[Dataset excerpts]
==============================
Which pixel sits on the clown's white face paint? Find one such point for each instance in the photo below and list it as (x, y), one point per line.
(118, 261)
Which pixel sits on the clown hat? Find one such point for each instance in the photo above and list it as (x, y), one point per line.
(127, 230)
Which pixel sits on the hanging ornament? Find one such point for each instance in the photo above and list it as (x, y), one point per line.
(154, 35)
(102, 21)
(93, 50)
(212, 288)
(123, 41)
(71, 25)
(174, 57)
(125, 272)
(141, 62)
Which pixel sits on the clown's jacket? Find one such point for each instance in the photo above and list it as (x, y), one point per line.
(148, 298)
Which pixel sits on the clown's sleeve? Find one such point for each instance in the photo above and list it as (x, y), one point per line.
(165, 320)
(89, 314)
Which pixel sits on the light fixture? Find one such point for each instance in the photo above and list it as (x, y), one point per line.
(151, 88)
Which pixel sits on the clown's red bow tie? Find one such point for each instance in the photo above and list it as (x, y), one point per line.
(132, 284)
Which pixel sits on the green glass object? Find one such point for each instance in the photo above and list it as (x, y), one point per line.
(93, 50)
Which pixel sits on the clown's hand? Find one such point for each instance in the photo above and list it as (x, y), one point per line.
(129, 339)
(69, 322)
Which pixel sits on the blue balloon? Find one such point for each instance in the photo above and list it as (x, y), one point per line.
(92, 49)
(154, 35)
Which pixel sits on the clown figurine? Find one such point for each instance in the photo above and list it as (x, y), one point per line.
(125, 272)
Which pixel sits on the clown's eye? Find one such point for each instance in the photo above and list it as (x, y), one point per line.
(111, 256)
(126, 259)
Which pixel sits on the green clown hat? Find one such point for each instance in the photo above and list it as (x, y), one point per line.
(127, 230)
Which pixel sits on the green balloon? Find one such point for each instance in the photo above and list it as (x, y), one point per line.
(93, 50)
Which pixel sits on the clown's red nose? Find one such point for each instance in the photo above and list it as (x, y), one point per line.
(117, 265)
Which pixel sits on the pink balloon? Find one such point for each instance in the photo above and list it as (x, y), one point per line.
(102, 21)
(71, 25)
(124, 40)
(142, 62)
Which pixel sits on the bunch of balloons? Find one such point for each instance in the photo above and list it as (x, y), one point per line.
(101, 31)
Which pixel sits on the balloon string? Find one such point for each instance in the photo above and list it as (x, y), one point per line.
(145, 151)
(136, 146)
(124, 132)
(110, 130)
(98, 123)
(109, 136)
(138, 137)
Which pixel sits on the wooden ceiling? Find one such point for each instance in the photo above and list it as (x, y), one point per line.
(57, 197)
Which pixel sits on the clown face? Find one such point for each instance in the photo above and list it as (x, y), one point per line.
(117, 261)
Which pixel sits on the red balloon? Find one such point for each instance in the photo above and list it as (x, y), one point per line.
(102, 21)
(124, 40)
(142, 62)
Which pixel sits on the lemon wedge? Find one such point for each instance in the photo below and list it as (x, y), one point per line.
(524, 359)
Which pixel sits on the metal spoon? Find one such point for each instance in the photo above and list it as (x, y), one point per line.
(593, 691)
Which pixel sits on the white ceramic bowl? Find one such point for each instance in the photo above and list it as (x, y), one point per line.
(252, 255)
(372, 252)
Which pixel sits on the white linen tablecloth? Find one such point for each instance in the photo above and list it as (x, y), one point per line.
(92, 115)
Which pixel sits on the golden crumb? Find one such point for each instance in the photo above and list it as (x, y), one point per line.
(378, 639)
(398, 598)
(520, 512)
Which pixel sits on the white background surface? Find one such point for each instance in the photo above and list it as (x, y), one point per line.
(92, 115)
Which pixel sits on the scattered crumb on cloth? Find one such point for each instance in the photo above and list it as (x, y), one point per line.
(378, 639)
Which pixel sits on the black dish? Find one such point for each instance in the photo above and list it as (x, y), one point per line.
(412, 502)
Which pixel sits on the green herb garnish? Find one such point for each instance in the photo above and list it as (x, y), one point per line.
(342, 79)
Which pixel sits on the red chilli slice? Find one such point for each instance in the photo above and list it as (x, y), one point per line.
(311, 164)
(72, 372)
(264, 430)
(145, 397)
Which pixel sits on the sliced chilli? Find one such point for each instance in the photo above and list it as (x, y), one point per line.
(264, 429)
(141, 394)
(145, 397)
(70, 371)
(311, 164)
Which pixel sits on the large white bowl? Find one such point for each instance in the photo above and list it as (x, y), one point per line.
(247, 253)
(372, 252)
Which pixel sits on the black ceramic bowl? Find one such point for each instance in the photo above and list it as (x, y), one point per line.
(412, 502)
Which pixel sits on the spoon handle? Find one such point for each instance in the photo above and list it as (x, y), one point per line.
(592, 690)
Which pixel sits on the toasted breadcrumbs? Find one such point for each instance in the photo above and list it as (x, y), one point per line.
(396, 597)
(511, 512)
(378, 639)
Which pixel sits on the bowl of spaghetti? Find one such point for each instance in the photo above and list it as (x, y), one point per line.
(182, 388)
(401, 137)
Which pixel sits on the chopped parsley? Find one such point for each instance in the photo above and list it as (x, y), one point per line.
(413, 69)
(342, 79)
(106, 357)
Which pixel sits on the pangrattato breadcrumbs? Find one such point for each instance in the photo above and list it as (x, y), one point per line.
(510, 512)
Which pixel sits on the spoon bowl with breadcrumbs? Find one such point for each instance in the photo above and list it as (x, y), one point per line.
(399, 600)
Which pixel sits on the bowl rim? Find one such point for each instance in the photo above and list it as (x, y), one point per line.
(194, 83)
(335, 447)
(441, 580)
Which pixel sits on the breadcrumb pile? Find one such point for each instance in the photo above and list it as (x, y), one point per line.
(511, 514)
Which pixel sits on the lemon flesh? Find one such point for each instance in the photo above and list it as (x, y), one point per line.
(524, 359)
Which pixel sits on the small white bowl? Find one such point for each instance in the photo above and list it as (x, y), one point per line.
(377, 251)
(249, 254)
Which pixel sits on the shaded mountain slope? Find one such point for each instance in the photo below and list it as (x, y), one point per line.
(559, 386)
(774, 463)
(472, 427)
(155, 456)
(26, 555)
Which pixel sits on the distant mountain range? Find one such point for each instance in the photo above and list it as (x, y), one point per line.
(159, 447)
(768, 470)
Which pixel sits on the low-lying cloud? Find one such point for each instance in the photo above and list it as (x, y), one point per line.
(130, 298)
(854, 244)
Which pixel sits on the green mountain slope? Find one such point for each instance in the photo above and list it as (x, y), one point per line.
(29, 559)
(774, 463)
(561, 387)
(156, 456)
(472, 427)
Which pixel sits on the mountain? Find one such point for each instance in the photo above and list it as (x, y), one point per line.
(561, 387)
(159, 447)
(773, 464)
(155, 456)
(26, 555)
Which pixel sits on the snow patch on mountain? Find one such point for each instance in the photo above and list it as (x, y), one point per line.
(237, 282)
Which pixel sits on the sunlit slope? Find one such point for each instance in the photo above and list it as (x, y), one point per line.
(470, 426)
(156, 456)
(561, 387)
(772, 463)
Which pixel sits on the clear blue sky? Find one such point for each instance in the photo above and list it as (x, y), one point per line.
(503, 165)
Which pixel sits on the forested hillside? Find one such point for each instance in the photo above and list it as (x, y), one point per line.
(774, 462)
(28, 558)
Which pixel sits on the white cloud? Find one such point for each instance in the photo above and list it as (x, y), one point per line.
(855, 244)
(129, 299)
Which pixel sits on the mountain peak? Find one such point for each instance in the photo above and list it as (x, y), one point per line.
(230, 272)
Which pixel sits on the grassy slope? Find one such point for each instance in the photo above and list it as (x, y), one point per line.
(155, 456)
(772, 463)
==============================
Could you reproduce every entry above exactly as written?

> **ANSWER SECTION**
Which pixel sits on the clown's white face paint? Find one such point for each instance in the photo below and list it as (x, y), one point per line.
(118, 261)
Which pixel sits on the clown hat? Find one such point for each instance in the photo above and list it as (x, y), one point per line.
(127, 230)
Which pixel sits on the hanging ornament? Find one such point for each instance in the photo above and list it as (x, y), one point per line.
(154, 35)
(102, 21)
(93, 50)
(212, 288)
(123, 41)
(71, 25)
(174, 57)
(125, 272)
(141, 62)
Which pixel sits on the clown's jacket? Find one such point for each instance in the photo above and list it as (x, y), one point per line.
(148, 298)
Which pixel sits on the clown's sleeve? Find one such point for each instance in the photo above and list it as (x, y), one point per line.
(165, 320)
(89, 314)
Which pixel sits on the light fixture? Find one such point for each instance in the photo above and list it as (x, y), one point per line.
(151, 88)
Which pixel sits on the clown's red bow tie? Find one such point for each instance in the photo above and list it as (x, y), one point per line.
(132, 284)
Which pixel sits on the green glass object? Find one such point for each instance in the photo above and list it as (x, y), one point per line.
(93, 50)
Which pixel sits on the clown's hand? Find one such point for each instance in the photo above and list it as (x, y), one point per line.
(129, 339)
(69, 322)
Which pixel sits on the blue balloon? Find one such point for each instance in the photo above and list it as (x, y), one point per line.
(92, 49)
(154, 35)
Which pixel sits on the clown figurine? Find one such point for each instance in the photo above and list it as (x, y), one point per line.
(125, 272)
Which pixel sits on the clown's eye? Find one such point for each instance in the photo above and list it as (x, y), one point per line.
(111, 256)
(126, 259)
Which pixel sits on the green clown hat? Find one such point for each instance in the photo above and list it as (x, y), one point per line.
(127, 230)
Which pixel sits on the green balloon? Find one such point for each instance in the photo above and list it as (x, y), one point per line.
(93, 50)
Which pixel sits on the clown's red nose? Find one such point for each instance in the photo above and list it as (x, y), one point per line.
(117, 265)
Which pixel sits on the pink balloon? Find one such point for each instance in the photo above and list it as (x, y), one point per line.
(102, 21)
(71, 25)
(124, 40)
(142, 62)
Which pixel sits on the bunch of balloons? Find one such point for each instance in the photo above and list it as (x, y), one point per line.
(101, 31)
Which pixel sits on the balloon string? Find one such point for each instance in the photo above and list it as (x, y), one point per line.
(145, 151)
(136, 146)
(124, 132)
(110, 130)
(98, 123)
(109, 136)
(138, 137)
Which pixel sits on the wooden ceiling? Find one such point for each instance in the photo above and list it as (x, y), one point per line.
(57, 197)
Which pixel sits on the clown face? Find one such point for each instance in the photo above and list it as (x, y), one point per line.
(117, 261)
Which pixel sits on the red balloon? Find one such point for each instance in the photo above and list it as (x, y), one point per line.
(102, 21)
(124, 40)
(142, 62)
Which pixel sits on the lemon wedge? Find one such point for each instance in the photo below and list it as (x, y), one point per line.
(524, 359)
Which pixel sits on the metal spoon? Find one such point for each instance in the photo above and list it as (x, y), one point per line.
(593, 691)
Which pixel sits on the white ceramic bowl? Find one such point for each instance in the photo above and list it as (x, y), one point per line.
(252, 255)
(372, 252)
Which pixel sits on the white linen tablecloth? Find one such point for each instance in the photo above and list it as (x, y), one point per line.
(92, 115)
Which pixel sits on the golden crumb? Find one such point for each instance in the photo above and list it as (x, y), one point per line.
(378, 639)
(398, 598)
(520, 512)
Which pixel sits on the white background surface? Find one such point for each instance in the photo above and list it as (x, y), one point per line.
(92, 115)
Which pixel sits on the scattered crumb on cloth? Find one such point for each instance in the photo above and list it as (x, y), one point per line.
(378, 639)
Which pixel sits on the black dish? Find one such point for each instance in the photo above and list it as (x, y), one point per line.
(412, 502)
Which pixel sits on the green herb garnish? Find one such point for each instance in the photo above and list it as (x, y), one point per line.
(342, 79)
Which pixel sits on the red chilli slice? Find one such point for each instance in the photo above and list it as (x, y), one point per line.
(311, 164)
(72, 372)
(264, 430)
(145, 397)
Which pixel sits on the sliced chilli? Find one such point for each instance in the photo above and list it as (x, y), one point per line.
(264, 429)
(141, 394)
(145, 397)
(70, 371)
(311, 164)
Which pixel sits on the large white bowl? Find one such point for each instance in the photo above and list it as (x, y), one point per line.
(247, 253)
(372, 252)
Which pixel sits on the black ceramic bowl? Find one such point for each instance in the photo above and list it as (x, y), one point per line.
(412, 502)
Which pixel sits on the spoon handle? Find one such point for each instance in the photo above and list it as (x, y), one point per line.
(592, 690)
Which pixel sits on the toasted breadcrumbs? Find one such point for each instance in the photo above and list it as (x, y), one point per line.
(396, 597)
(511, 512)
(378, 639)
Which pixel sits on the bowl of spaghetti? Find one such point for each instance in the photo above and list it as (x, y), one point per line.
(182, 388)
(401, 137)
Which pixel sits on the chopped parsley? Find one such point for each instance in the photo above and list it as (x, y), one point per line.
(413, 69)
(342, 79)
(106, 357)
Which pixel sits on the pangrattato breadcrumbs? Find one such point for each instance in the photo above and list it as (x, y), one point per line.
(510, 512)
Which pixel sits on the spoon bowl with breadcrumbs? Find one such point for each instance in the photo above and list it as (x, y), one point per line.
(399, 600)
Which pixel sits on the bowl rim? Find one such point for each instance in the photo above and list it as (x, y), one point per line.
(194, 83)
(335, 447)
(441, 580)
Which pixel sits on the breadcrumb pile? Find one such point for each instance in the photo above and list it as (x, y), one point per line.
(511, 514)
Which pixel sits on the lemon flesh? Find one such point for each instance in the photo above and list it as (x, y), one point per line.
(524, 359)
Which pixel sits on the small white bowl? Find one such point for each instance in the photo above and list it as (x, y), one point per line.
(377, 251)
(249, 254)
Which pixel sits on the shaded mountain slope? Find one such point for each instance in the photo below and list it as (x, y), one point per line.
(559, 386)
(774, 463)
(472, 427)
(155, 456)
(26, 555)
Which pixel sits on the distant mountain range? Find one such point for each instance in the photo above and list it as (x, y), one point per line.
(159, 447)
(768, 470)
Which pixel sits on the low-lying cloud? Find one such point for each instance in the photo above and list it as (x, y), one point per line.
(130, 298)
(854, 244)
Which pixel sits on the green mountain slope? Find one such point for each instance in the photo above and list it as (x, y), one point per line.
(29, 559)
(774, 463)
(561, 387)
(156, 456)
(472, 427)
Which pixel sits on the mountain? Find one such point for each instance in the photo above and list it as (x, y), one point per line.
(561, 387)
(159, 447)
(773, 464)
(155, 456)
(26, 555)
Which pixel sits on the snow patch on mountain? Find one such point for each instance in the photo above and list it as (x, y), one point per line.
(237, 282)
Which pixel sits on the sunlit slope? Find one such point for each instance in the photo above and list it as (x, y), one point per line.
(470, 426)
(156, 456)
(561, 387)
(772, 463)
Which pixel sits on the clear blue sky? Find one such point for each instance in the photo above and list it as (x, y), one point per line.
(503, 165)
Which pixel sits on the forested hillside? Find one such point for each instance in the photo above and list it as (x, y), one point per line.
(774, 462)
(28, 558)
Which pixel sits on the white cloud? Find one such point for each instance in the photo above and list it as (x, y), one point per line.
(855, 244)
(129, 299)
Which pixel sits on the mountain peak? Find one such point for each instance in the photo above and list it as (x, y), one point per line.
(230, 272)
Which pixel sits on the grassy slope? Find one such point for each instance in the photo above and list it as (x, y), one point per line.
(155, 456)
(772, 463)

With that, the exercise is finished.